** Natural-language object grounding data **
*** Block opens ***

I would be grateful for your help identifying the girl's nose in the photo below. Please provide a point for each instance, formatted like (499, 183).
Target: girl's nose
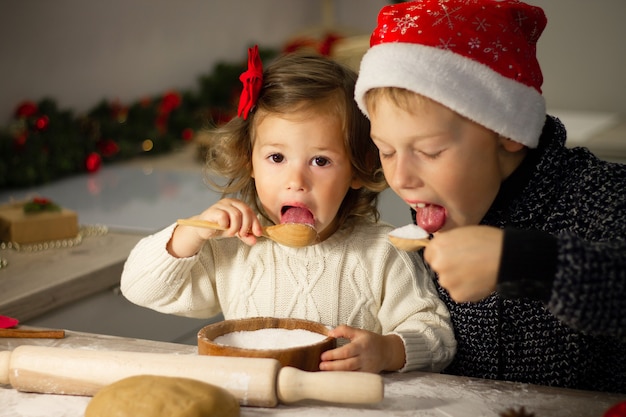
(296, 179)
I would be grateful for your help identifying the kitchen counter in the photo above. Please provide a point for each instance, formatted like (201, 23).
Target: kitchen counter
(408, 394)
(34, 283)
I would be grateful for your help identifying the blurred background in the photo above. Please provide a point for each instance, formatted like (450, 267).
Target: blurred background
(79, 52)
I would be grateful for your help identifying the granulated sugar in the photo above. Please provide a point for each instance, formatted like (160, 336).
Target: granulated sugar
(410, 231)
(270, 338)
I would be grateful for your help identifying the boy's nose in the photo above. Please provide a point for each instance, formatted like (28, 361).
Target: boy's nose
(404, 174)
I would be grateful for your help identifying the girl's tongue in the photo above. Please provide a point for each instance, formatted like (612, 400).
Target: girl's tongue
(430, 218)
(297, 215)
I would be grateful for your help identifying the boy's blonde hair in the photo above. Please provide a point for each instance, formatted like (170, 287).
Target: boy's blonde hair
(299, 82)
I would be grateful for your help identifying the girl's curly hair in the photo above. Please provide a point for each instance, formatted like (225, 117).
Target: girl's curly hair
(299, 82)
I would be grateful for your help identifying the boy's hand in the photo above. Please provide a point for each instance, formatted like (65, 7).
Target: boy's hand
(467, 260)
(366, 352)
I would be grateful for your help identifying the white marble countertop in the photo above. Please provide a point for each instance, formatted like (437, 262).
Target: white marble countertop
(408, 394)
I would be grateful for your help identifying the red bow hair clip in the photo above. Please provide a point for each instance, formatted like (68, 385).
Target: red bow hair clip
(252, 80)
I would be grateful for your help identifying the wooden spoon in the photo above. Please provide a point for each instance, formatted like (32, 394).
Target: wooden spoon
(296, 235)
(409, 238)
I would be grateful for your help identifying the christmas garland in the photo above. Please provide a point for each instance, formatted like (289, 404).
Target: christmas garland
(43, 143)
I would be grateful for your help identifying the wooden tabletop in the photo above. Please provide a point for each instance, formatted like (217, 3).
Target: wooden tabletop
(407, 394)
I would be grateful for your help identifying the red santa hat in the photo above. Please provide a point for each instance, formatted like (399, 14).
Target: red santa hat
(476, 57)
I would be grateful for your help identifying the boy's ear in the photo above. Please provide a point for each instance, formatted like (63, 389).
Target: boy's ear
(510, 145)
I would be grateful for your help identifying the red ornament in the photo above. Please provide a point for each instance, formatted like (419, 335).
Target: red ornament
(617, 410)
(26, 109)
(93, 162)
(326, 46)
(187, 134)
(161, 122)
(42, 123)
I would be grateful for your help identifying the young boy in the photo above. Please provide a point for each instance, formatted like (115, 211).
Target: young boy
(529, 245)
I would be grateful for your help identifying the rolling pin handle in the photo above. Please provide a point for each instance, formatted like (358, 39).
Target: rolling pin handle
(332, 386)
(5, 356)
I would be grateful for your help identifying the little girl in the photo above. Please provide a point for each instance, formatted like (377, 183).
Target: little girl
(299, 151)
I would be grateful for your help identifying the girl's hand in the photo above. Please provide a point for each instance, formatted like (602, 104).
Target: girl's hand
(366, 352)
(467, 260)
(234, 215)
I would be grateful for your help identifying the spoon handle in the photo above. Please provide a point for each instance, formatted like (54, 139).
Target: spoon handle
(200, 223)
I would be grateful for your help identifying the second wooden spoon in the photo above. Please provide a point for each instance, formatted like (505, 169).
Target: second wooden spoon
(296, 235)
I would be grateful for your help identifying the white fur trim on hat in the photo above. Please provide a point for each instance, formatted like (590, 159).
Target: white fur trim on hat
(473, 90)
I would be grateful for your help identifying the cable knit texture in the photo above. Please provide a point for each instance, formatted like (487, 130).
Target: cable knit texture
(578, 339)
(355, 277)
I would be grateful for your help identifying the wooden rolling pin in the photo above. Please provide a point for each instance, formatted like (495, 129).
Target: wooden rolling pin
(253, 381)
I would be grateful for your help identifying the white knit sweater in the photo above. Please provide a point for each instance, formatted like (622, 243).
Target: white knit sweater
(355, 277)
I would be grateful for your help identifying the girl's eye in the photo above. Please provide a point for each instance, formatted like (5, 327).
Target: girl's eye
(320, 161)
(277, 158)
(433, 155)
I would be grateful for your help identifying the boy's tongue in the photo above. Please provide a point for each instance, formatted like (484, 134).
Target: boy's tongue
(430, 218)
(297, 215)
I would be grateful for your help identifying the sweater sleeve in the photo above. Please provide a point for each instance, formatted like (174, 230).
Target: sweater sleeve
(527, 264)
(155, 279)
(589, 292)
(412, 310)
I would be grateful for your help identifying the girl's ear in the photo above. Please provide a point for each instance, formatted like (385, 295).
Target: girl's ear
(510, 145)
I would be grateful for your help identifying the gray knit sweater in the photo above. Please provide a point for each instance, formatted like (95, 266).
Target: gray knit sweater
(559, 315)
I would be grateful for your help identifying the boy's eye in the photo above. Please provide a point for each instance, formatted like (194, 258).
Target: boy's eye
(276, 157)
(320, 161)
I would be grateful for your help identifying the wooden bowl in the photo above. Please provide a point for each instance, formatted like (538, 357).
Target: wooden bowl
(305, 357)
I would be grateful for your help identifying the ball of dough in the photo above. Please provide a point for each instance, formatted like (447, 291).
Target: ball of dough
(161, 396)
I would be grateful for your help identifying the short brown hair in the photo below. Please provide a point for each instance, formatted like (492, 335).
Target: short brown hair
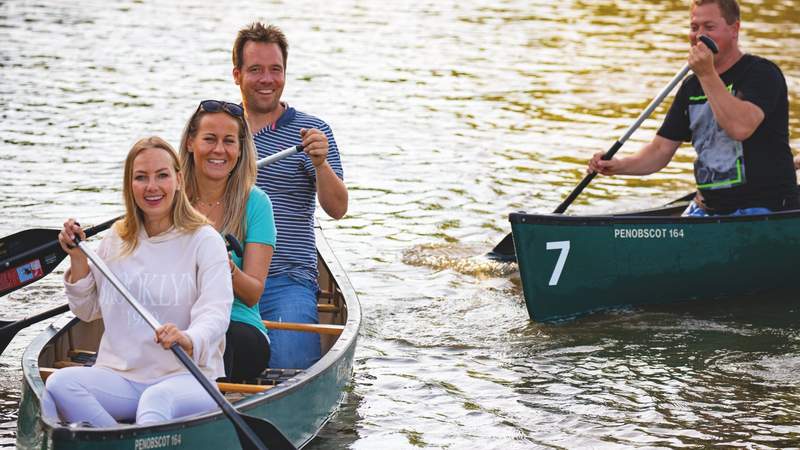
(730, 9)
(258, 32)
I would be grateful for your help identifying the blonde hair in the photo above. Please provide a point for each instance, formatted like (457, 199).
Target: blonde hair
(240, 180)
(184, 217)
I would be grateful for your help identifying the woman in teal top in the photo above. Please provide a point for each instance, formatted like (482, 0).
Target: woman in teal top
(218, 164)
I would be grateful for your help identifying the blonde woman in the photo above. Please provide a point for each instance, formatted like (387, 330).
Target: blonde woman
(218, 161)
(176, 265)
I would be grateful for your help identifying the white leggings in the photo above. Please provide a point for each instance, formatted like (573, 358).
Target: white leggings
(101, 397)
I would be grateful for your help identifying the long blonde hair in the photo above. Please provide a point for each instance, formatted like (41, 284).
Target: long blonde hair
(184, 217)
(240, 181)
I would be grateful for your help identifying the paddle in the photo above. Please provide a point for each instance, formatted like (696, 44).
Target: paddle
(254, 432)
(32, 254)
(504, 251)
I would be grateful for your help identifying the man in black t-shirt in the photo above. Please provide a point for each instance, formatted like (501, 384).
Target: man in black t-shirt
(735, 111)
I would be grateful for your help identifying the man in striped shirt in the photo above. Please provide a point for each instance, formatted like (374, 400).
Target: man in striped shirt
(293, 184)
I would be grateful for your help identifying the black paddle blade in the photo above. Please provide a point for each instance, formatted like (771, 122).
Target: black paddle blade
(504, 251)
(28, 256)
(10, 329)
(267, 432)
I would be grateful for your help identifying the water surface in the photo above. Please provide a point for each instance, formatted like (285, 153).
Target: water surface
(449, 115)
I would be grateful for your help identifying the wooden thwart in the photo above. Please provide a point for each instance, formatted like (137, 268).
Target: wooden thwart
(307, 327)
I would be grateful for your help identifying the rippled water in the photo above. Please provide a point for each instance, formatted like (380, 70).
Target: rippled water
(449, 116)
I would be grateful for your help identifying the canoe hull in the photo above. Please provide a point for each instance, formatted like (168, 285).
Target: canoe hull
(574, 265)
(299, 406)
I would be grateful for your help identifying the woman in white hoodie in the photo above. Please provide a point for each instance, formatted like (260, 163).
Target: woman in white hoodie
(176, 265)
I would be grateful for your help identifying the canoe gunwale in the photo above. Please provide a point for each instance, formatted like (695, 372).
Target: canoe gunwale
(331, 360)
(635, 218)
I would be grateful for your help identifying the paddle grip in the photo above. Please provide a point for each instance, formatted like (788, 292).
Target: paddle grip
(234, 245)
(709, 43)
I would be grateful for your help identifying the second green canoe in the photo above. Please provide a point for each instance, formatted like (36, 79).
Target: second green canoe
(572, 265)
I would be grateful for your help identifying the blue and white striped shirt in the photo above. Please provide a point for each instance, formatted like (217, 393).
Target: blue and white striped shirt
(291, 185)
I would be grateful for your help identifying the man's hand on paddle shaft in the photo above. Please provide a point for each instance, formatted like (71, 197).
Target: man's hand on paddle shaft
(701, 60)
(315, 144)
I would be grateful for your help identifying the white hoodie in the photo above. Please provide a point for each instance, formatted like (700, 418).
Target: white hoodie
(181, 278)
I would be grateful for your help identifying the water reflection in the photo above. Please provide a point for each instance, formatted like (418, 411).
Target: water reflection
(449, 115)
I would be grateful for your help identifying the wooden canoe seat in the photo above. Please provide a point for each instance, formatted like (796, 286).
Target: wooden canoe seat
(327, 307)
(236, 388)
(307, 327)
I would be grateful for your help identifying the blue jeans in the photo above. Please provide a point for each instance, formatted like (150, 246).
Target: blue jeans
(286, 299)
(695, 211)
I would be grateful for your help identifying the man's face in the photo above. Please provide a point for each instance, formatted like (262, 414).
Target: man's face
(707, 19)
(261, 77)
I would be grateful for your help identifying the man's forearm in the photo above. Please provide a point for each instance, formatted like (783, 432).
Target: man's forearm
(737, 117)
(331, 192)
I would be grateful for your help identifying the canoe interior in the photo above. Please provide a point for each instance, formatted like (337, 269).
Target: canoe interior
(574, 265)
(298, 402)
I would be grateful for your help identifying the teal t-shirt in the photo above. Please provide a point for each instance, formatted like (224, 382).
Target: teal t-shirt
(259, 229)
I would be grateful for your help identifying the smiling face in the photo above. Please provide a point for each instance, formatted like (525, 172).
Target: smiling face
(261, 77)
(154, 183)
(215, 146)
(708, 19)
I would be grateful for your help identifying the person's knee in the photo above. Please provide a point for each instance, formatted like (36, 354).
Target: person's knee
(155, 405)
(62, 383)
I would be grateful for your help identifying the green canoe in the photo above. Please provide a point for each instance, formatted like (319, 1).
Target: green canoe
(572, 265)
(298, 402)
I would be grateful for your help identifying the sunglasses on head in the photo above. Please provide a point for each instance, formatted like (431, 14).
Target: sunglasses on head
(218, 105)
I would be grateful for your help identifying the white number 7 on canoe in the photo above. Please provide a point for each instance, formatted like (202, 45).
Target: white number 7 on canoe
(562, 258)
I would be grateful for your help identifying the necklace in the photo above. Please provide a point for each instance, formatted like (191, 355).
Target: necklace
(209, 204)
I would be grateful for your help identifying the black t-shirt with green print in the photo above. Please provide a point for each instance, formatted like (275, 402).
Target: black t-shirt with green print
(757, 172)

*** Block closes ***

** Exercise aim **
Look above for the line with "I would be grateful for your help identifying the white leggings" and the line with "like (374, 400).", and reproduce exactly those two lines plus every line between, nothing more.

** Reply **
I would be grateful for your help identifying the white leggings in the photo above. Please provide a point for each instance, formatted like (573, 358).
Target: white leggings
(101, 397)
I would be grateful for your help identifying the long blonde hair in the photo above. Please provide a point for each instance, formatted like (41, 284).
Target: long blonde hair
(184, 217)
(240, 181)
I would be grateful for your help identifying the paddle in the photo above. Please provide a point for each instance, formatted like (696, 44).
Target: paddle
(254, 432)
(32, 254)
(504, 251)
I would be grateful for your help identifying the man in black t-shirt in the photo above. Please provide a point for each instance, formatted like (501, 384).
Target: man in black t-shirt
(735, 111)
I would be grateful for your help identifying the man in striped shirt in the photo above. Please provide a point for each instance, formatted like (374, 400).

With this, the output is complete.